Exercise text:
┌────────

A woman received a series of injections of a Hepatitis-B vaccine. Shortly after her final injection, she began to experience symptoms that, after six years, led to a diagnosis of multiple sclerosis (MS). A year after her diagnosis she learned of a connection between Hepatitis-B vaccine and MS.
A year after learning of the connection, she filed a claim for compensation under the National Childhood Vaccine Injury Act (NCVIA). The Chief Special Master dismissed her claim as untimely because the NCVIA's 36-month limitations period began to run when she had her first MS symptoms, approximately eight years before she filed her claim. The woman appealed the decision in the United States Court of Federal Claims, which affirmed the decision of the special master. The woman appealed to the Court of Appeals for the Federal Circuit, which affirmed, holding that the NCVIA's limitations provision was nonjurisdictional and subject to equitable tolling in limited circumstances, but that she was ineligible for tolling. The woman then moved for attorney fees.
The Court of Appeals for the Federal Circuit remanded with instructions, holding that the claimant was eligible for an award of attorney fees absent a determination that the petition was not brought in good faith or that the claim lacked a reasonable basis.

└────────

Entries from a dataset:
┌────────

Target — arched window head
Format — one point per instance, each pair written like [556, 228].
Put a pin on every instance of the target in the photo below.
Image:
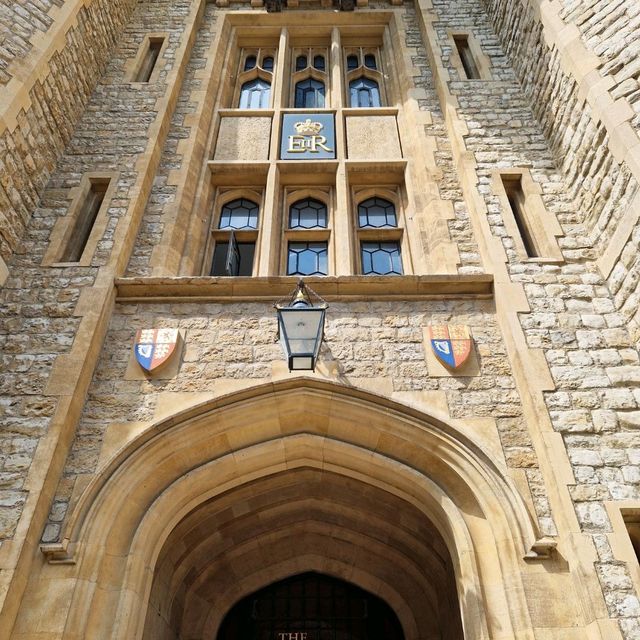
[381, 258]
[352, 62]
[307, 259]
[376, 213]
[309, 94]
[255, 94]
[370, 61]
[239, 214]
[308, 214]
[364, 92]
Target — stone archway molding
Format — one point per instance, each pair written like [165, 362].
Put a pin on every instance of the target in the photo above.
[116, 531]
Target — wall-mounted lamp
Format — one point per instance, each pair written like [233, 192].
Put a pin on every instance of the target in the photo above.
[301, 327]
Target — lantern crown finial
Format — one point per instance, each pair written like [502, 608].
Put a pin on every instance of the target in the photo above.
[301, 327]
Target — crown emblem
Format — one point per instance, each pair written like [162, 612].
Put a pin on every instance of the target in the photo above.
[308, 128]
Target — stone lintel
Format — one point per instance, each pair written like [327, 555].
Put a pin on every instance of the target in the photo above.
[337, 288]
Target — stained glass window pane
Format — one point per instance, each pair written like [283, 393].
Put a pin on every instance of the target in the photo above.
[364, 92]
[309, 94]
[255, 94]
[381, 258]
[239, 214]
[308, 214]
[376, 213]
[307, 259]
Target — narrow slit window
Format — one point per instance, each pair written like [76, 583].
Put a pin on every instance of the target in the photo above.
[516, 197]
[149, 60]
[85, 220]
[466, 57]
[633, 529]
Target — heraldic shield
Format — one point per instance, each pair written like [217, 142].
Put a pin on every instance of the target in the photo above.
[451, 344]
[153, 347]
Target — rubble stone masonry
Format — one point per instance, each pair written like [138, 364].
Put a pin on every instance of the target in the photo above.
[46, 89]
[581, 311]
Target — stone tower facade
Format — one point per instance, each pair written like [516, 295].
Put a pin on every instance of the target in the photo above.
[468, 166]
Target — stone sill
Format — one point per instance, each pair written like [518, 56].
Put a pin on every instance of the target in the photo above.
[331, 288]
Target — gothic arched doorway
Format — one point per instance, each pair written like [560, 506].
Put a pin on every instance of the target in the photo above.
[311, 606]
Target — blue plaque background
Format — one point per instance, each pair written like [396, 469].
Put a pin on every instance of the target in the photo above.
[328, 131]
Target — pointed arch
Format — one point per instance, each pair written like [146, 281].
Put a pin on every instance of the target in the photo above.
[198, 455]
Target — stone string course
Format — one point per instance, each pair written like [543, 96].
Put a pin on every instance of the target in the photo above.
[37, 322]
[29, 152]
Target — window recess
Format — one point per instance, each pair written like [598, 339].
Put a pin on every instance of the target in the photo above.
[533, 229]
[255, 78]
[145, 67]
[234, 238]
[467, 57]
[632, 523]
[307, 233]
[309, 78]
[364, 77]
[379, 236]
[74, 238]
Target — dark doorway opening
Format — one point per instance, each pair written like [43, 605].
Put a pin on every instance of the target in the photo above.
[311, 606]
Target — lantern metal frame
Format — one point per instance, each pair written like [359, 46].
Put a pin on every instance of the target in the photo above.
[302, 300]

└────────
┌────────

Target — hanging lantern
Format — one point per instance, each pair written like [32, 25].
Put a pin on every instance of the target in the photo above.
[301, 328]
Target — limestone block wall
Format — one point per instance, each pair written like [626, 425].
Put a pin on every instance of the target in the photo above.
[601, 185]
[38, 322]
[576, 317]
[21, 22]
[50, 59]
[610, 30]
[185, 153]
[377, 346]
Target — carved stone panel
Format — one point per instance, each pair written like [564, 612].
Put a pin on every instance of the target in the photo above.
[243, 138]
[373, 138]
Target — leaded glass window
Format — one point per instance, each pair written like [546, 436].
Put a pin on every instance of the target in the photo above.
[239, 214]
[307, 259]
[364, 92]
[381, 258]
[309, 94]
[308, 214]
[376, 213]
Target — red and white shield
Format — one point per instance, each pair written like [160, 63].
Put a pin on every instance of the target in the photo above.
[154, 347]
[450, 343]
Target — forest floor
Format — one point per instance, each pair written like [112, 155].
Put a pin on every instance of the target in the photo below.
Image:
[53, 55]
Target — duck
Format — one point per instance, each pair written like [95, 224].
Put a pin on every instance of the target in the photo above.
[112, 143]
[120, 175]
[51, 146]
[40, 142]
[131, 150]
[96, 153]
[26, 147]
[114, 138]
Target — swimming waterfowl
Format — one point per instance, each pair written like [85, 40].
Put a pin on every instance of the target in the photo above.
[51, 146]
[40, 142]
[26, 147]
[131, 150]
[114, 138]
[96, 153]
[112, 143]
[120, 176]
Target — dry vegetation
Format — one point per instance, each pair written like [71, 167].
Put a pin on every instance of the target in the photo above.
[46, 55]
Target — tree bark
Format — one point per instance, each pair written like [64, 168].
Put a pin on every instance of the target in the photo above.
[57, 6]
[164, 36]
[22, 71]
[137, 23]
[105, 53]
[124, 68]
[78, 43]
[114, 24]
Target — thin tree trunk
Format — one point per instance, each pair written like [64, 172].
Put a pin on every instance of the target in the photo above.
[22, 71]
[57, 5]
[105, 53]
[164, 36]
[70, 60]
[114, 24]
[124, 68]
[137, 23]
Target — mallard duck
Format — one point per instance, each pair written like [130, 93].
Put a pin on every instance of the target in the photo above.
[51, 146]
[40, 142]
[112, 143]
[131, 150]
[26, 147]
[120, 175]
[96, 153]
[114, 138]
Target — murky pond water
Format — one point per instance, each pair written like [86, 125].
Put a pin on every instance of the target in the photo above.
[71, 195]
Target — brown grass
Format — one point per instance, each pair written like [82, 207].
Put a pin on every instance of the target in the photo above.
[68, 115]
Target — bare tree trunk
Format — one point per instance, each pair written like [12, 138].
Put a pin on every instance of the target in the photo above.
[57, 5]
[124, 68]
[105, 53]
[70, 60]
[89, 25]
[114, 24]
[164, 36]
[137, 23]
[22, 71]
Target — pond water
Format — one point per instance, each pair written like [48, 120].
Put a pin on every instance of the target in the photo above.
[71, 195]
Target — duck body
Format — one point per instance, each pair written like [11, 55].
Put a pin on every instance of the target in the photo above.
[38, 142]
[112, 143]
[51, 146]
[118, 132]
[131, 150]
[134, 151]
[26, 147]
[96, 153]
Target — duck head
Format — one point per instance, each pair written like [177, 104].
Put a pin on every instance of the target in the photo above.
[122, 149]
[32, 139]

└────────
┌────────

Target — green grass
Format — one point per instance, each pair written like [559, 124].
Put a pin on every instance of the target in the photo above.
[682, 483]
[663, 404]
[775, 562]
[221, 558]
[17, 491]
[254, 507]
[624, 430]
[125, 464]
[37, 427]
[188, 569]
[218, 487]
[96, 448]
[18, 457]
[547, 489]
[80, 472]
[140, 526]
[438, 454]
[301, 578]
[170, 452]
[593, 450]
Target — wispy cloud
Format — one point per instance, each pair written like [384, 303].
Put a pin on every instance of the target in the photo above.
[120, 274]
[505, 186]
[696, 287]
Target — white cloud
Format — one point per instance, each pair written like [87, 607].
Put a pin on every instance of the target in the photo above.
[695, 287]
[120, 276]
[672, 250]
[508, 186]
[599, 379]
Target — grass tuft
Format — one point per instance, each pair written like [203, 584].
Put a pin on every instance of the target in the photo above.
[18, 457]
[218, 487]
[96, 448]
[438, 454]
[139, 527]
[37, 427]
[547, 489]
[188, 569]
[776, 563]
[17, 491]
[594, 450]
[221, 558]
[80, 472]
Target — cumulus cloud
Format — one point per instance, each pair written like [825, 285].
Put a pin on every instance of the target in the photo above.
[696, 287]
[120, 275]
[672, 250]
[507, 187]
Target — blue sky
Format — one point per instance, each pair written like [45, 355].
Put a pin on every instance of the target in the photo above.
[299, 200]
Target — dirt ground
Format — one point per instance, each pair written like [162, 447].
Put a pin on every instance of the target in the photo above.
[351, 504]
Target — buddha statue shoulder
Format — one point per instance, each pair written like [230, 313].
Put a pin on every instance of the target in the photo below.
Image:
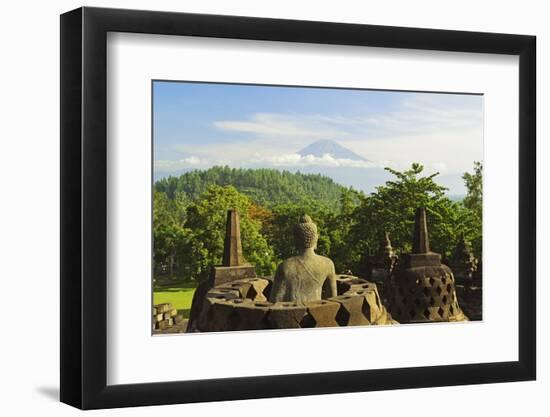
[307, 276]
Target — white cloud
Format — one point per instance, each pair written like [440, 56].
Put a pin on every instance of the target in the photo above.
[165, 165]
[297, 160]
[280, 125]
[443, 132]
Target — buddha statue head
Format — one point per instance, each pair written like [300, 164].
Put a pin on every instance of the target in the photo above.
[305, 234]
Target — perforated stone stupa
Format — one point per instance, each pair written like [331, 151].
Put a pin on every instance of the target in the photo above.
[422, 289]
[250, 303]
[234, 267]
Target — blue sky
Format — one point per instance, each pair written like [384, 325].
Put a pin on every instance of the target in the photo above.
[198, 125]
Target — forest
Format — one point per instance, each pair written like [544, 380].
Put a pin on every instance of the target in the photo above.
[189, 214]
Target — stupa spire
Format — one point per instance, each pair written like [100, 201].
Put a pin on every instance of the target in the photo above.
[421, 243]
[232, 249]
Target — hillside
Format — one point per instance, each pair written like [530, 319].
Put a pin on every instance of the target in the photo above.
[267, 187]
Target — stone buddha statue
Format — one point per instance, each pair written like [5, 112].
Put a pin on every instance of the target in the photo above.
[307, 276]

└────────

Problem 1: In the case summary, how long is the limitations period for claims under the National Childhood Vaccine Injury Act?
Problem 2: Write the next part of the case summary about the vaccine injury claim, starting after its final sentence.

Exercise answer 1: 36 months.

Exercise answer 2:
The Supreme Court of the United States unanimously affirmed. The Court held that an untimely petition brought under the NCVIA in good faith and with a reasonable basis that is filed with the clerk of the Court of Federal Claims is eligible for an award of attorney fees. Under the NCVIA, attorney fees are provided, not only for successful cases, but even for unsuccessful claims that are not frivolous. The Court construed the NCVIA as intending that an untimely petition brought in good faith and with a reasonable basis that is “filed with,” meaning delivered to and received by, the clerk of the Court of Federal Claims is eligible for an award of attorney fees.
The Court found that the NCVIA was unambiguous with respect to whether an untimely petition could garner an award of attorney fees. Thus, the canon favoring strict construction of waivers of sovereign immunity, and the presumption favoring retention of long-established and familiar common-law principles, did not apply to bar the awards.
See: Sebelius v. Cloer, 2013 WL 2149791 (U.S., May 20, 2013) (not designated for publication).